··· Material provided ···
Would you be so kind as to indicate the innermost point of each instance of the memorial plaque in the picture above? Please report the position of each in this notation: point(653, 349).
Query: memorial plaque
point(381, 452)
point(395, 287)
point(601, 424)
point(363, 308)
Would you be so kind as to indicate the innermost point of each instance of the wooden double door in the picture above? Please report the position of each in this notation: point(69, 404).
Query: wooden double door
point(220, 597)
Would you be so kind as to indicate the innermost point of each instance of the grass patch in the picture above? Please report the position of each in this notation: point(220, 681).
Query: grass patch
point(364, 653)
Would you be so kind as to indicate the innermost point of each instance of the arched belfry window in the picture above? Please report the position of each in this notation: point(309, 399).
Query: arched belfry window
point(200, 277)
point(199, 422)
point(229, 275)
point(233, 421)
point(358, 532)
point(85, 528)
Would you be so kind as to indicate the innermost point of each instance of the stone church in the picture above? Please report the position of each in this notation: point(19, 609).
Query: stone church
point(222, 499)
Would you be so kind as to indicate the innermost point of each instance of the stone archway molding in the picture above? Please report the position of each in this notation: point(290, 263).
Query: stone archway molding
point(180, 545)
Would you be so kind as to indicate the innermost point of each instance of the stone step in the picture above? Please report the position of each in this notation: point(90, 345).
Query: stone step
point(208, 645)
···
··· Material provided ···
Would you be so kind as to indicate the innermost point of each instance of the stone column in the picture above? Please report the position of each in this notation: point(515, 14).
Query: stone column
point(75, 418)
···
§ **Aim of the exercise**:
Reproduce the listing above without any change, from the line holding "notation: point(309, 399)." through the line holding "point(85, 528)", with both of those lines included.

§ **Full solution**:
Would you be so kind as to indicate the innermost point of each instance of the arched belfry window in the picture above? Please report the position of each in this notation: point(309, 399).
Query: arched belfry window
point(200, 277)
point(199, 422)
point(229, 275)
point(233, 421)
point(358, 532)
point(85, 528)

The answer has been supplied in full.